▸ **REQUIRED WORK**
For the material below, return exactly the lines starting at the line containing "i need the bounding box around the snow covered slope" and ending at the line containing "i need the bounding box around the rock", both ends included, and no others.

▸ **SOURCE MATERIAL**

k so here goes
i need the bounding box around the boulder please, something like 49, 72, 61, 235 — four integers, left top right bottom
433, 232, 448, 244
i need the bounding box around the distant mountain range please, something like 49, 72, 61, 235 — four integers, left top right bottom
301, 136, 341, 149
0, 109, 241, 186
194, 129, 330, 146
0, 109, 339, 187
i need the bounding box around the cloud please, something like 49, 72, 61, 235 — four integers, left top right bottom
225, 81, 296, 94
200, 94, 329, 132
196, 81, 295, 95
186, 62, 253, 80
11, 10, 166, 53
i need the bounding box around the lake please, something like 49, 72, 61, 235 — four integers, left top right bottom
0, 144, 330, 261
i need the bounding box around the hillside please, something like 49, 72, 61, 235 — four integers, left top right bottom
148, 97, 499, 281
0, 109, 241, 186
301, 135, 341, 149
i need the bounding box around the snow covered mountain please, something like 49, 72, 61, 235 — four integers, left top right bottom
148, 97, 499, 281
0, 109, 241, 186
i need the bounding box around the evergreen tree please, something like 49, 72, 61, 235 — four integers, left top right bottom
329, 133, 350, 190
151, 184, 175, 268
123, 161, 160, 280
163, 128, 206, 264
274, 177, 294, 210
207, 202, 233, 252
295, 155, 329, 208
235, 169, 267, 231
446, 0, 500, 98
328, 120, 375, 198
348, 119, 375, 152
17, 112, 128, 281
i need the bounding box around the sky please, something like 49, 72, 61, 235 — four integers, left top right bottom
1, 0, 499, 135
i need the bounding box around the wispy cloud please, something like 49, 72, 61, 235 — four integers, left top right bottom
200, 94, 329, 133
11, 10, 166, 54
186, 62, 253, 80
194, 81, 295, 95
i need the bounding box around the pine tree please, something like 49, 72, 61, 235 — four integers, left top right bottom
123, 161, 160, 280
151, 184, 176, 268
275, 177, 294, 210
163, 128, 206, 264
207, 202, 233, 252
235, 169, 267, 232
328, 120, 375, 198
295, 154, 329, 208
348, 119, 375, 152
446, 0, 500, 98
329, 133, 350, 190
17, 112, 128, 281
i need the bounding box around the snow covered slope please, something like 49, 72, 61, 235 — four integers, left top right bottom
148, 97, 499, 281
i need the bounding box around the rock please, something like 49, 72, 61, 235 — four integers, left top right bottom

* * *

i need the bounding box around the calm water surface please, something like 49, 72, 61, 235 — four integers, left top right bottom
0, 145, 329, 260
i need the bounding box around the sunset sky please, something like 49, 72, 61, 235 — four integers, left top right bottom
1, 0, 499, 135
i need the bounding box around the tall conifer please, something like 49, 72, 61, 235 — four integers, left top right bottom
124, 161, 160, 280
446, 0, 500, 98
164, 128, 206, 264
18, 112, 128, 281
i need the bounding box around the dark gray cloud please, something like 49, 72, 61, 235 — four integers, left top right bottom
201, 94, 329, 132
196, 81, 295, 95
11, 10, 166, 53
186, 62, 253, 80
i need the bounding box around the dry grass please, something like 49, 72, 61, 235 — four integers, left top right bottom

▸ **RESULT OF THIS TASK**
i need the bounding box around the snow covered slope please, something like 49, 72, 61, 235 — four integers, left top right bottom
148, 97, 499, 281
i need the bounding box around the rock please, something like 49, 72, 61, 235 — four integers, left top right bottom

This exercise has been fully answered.